## Activity list
• a. Answer these from the news report on Mark Kerrigan's jailing:
(i) How much was the bail on which Kerrigan had been free?
(ii) How many breath tests did prosecutors say he failed on Saturday night?
(iii) Who is Kerrigan's lawyer?
• b. Duplicate the part of the news report on Mark Kerrigan's jailing that runs from "Prosecutors said Kerrigan" to "and alcohol screenings.".
• c. Write the next part of the news report on Mark Kerrigan's jailing, starting after its final sentence.

- Associated Press - Monday, February 14, 2011

WOBURN, Mass. | The brother of figure skater Nancy Kerrigan was sent to jail Monday after failing required alcohol screenings while awaiting trial on manslaughter charges in the death of his father.

Mark Kerrigan blamed cough syrup for the test results, but a judge revoked his bail and ordered Kerrigan to be taken into custody.

Kerrigan had been free on $25,000 bail after pleading not guilty to manslaughter last year.

Prosecutors said Kerrigan failed four breath tests in a half-hour period Saturday night at his home in Stoneham. The readings, which ranged from .025 to .036, were below the legal driving limit of .08, but violate the conditions of Kerrigan’s bail, which included that he not drink alcohol and that he be given random drug and alcohol screenings.

Prosecutors say 70-year-old Daniel Kerrigan died in January 2010 after a fight with his son, who had been drinking. Kerrigan’s lawyer and family say Daniel Kerrigan had a heart condition and his son was not responsible for his death.

“It’s a very serious violation in light of this case and the circumstances,” Assistant District Attorney Elizabeth Keeley said during a hearing in Woburn Superior Court.

Kerrigan’s lawyer, Janice Bassil, said Kerrigan told her that he had taken cough syrup because he has a bad cold.

“He informed me that he had taken a bunch of cough syrup,” she said.

Bassil argued that over-the-counter cough syrup can have high alcohol content and asked Judge Joseph Walker to allow Kerrigan to remain free on bail.

## Given information

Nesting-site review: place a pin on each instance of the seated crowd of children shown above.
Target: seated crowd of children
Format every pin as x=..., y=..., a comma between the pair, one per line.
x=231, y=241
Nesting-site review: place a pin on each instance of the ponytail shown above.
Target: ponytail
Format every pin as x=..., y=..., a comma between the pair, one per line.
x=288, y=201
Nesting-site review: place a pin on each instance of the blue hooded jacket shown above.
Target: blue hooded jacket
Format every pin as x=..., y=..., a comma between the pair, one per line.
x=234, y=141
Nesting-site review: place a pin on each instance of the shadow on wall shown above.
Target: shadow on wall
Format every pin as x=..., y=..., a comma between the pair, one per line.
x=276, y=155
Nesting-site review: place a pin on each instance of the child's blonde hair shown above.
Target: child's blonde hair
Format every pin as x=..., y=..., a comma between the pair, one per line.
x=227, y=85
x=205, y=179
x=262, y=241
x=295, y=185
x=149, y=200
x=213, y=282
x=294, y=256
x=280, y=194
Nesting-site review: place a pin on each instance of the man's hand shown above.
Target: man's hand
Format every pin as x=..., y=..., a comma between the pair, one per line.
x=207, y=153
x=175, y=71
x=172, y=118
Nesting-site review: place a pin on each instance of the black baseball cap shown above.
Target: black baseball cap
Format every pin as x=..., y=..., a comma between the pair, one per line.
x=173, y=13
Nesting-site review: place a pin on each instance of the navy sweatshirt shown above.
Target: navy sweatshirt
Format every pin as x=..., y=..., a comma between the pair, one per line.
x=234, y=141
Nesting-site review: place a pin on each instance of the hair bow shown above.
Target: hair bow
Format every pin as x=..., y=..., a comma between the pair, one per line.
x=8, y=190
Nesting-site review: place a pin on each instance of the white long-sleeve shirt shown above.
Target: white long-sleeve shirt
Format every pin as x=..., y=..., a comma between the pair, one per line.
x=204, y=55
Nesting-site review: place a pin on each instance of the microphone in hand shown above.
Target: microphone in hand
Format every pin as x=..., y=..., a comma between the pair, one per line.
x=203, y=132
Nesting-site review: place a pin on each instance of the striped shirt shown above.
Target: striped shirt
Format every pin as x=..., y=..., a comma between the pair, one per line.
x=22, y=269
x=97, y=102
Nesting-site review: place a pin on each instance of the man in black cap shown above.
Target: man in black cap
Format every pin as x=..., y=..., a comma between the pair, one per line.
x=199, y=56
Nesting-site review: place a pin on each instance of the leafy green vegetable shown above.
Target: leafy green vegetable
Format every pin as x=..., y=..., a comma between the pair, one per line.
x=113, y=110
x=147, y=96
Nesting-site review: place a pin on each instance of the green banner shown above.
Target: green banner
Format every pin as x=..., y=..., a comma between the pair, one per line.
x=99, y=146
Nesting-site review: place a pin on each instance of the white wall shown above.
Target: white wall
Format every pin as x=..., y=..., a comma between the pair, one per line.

## Answers by item number
• a.
(i) $25,000
(ii) Four
(iii) Janice Bassil

• b.
Prosecutors said Kerrigan failed four breath tests in a half-hour period Saturday night at his home in Stoneham. The readings, which ranged from .025 to .036, were below the legal driving limit of .08, but violate the conditions of Kerrigan’s bail, which included that he not drink alcohol and that he be given random drug and alcohol screenings.

• c.
“He has been compliant with all of the conditions set for him by probation,” she said.

The judge denied the request, but said he may be willing to reconsider if the defense is able to show that Kerrigan had taken only cough medicine.

Bassil told the judge she plans to try to retrieve the bottle of cough syrup from Kerrigan’s house, have it tested for alcohol content and ask Kerrigan’s mother to submit an affidavit to verify that Kerrigan did drink the medicine.

Michael DelSignore, a Stoughton attorney who specializes in defending people arrested for drunken driving, said there is no way to tell whether the levels of alcohol in Kerrigan’s test results come from alcohol in cough syrup or from alcoholic drinks.

“Breathalyzer machines cannot distinguish between alcohol that comes from liquor and alcohol that comes from cough syrup,” DelSignore said.

Kerrigan, 46, is due in court Thursday for a hearing on a defense motion to suppress statements he made to police at his home and at the police station after his father died.